> **What is needed**: Retype the listing exactly as it stands, and keep every image out.

> **Raw data**:
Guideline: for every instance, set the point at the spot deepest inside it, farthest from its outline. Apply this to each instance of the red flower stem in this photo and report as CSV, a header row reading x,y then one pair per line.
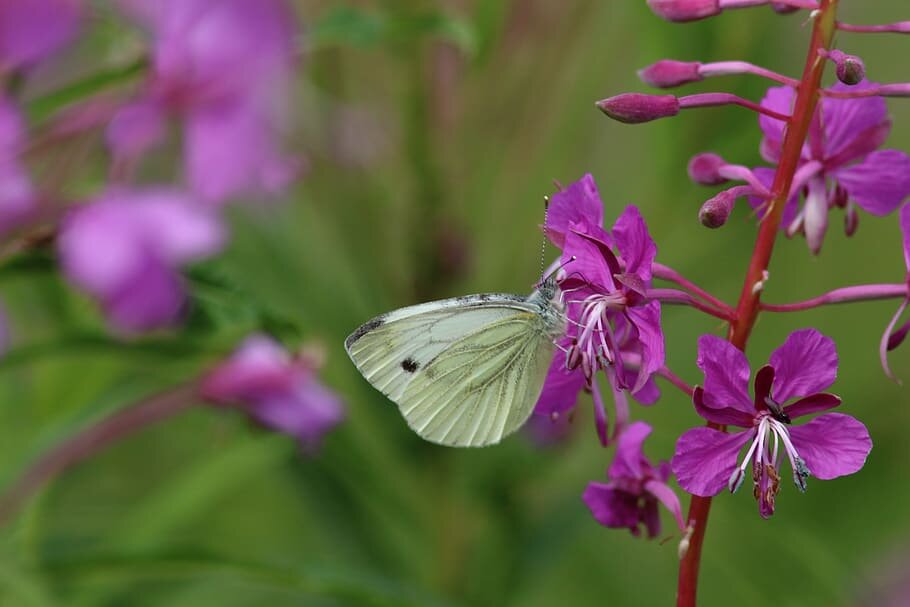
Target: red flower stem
x,y
94,439
749,301
843,295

> **Output**:
Guideline: for every instance, set the point at the spot deepest inside it, farthest from its outline. Apply this to each instance of the red flower stem in this photo and report as CSV, a header row reading x,y then one pair per line.
Target: red flower stem
x,y
94,439
749,301
843,295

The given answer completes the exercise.